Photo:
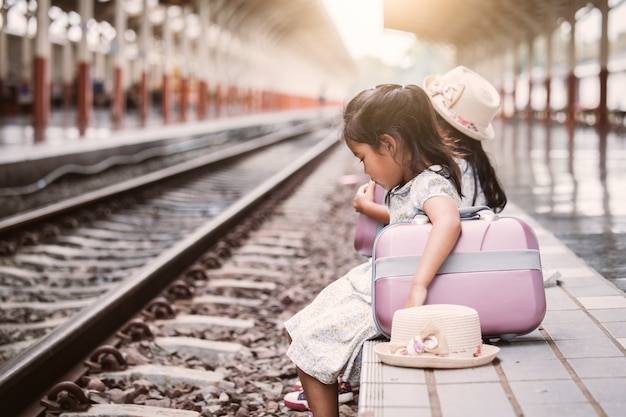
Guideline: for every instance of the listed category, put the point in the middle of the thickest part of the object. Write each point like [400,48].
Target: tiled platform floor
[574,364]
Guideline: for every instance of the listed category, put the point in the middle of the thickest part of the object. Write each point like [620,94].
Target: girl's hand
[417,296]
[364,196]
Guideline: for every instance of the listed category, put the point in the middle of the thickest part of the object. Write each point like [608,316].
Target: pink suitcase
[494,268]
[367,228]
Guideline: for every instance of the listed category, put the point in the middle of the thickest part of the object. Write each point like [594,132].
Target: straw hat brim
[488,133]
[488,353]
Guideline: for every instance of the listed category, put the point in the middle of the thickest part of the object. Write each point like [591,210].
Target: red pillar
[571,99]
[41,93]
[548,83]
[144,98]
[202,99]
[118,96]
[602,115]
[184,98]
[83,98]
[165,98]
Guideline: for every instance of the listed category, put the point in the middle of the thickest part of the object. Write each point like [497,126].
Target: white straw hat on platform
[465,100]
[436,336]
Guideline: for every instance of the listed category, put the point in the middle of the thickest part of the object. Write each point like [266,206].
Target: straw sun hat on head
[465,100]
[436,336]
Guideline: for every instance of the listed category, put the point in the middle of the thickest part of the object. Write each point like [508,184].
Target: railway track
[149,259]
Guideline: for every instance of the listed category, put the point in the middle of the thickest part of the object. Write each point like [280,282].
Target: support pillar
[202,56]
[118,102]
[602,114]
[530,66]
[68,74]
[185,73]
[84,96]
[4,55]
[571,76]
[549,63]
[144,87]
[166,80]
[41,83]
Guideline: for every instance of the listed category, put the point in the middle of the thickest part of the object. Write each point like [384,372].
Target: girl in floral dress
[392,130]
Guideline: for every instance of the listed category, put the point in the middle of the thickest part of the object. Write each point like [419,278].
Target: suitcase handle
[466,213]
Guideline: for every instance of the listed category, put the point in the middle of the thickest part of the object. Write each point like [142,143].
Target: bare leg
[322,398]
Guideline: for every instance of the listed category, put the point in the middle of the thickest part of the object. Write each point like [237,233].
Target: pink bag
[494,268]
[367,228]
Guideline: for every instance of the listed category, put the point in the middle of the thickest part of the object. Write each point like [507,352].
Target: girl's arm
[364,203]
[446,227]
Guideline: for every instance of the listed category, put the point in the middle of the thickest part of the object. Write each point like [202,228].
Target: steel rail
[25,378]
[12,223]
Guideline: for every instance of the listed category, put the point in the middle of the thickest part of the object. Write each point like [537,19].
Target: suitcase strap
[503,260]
++++++++++++++++++++
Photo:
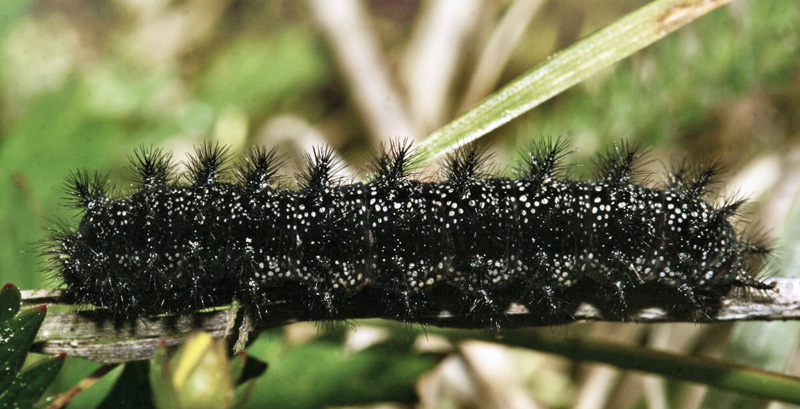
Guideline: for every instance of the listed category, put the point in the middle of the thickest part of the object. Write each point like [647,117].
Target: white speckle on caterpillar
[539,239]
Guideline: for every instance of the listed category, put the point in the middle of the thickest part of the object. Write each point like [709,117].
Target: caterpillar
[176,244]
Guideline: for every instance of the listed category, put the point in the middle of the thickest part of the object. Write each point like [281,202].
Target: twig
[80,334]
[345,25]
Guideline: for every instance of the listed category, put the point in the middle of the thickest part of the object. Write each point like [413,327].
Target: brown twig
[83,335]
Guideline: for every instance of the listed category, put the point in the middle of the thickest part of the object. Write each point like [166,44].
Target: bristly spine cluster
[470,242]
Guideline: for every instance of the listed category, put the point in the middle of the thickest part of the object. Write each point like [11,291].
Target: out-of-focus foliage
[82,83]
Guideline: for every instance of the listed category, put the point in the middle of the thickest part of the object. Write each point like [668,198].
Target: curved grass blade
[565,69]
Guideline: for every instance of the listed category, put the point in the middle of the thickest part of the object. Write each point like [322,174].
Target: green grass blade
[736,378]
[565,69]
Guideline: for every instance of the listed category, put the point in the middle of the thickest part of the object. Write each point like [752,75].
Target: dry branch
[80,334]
++++++++++++++++++++
What is being asked: From the data above, reproduce word for word the lines running from the line with "Target: twig" to the line with "point like [668,198].", ends included.

Written solution:
Target: twig
[80,334]
[345,25]
Guideline: for every instance of the listed category, put the point in the middle of the thickest part of the object. Write each point like [413,327].
Target: brown twig
[83,335]
Guideline: for every instance of the listed category, put the point in the middle of the thickest part of the object. Write each point like [166,44].
Target: bristly spine cluster
[470,242]
Guideline: for every instance of the listed category, put the point in the middle of the thickest part of the object. Write each point like [11,291].
Target: out-of-focus foliage
[82,83]
Guideline: for every instance of the listed category, put the point in the middle of the thickest part of the object. Write each point like [668,198].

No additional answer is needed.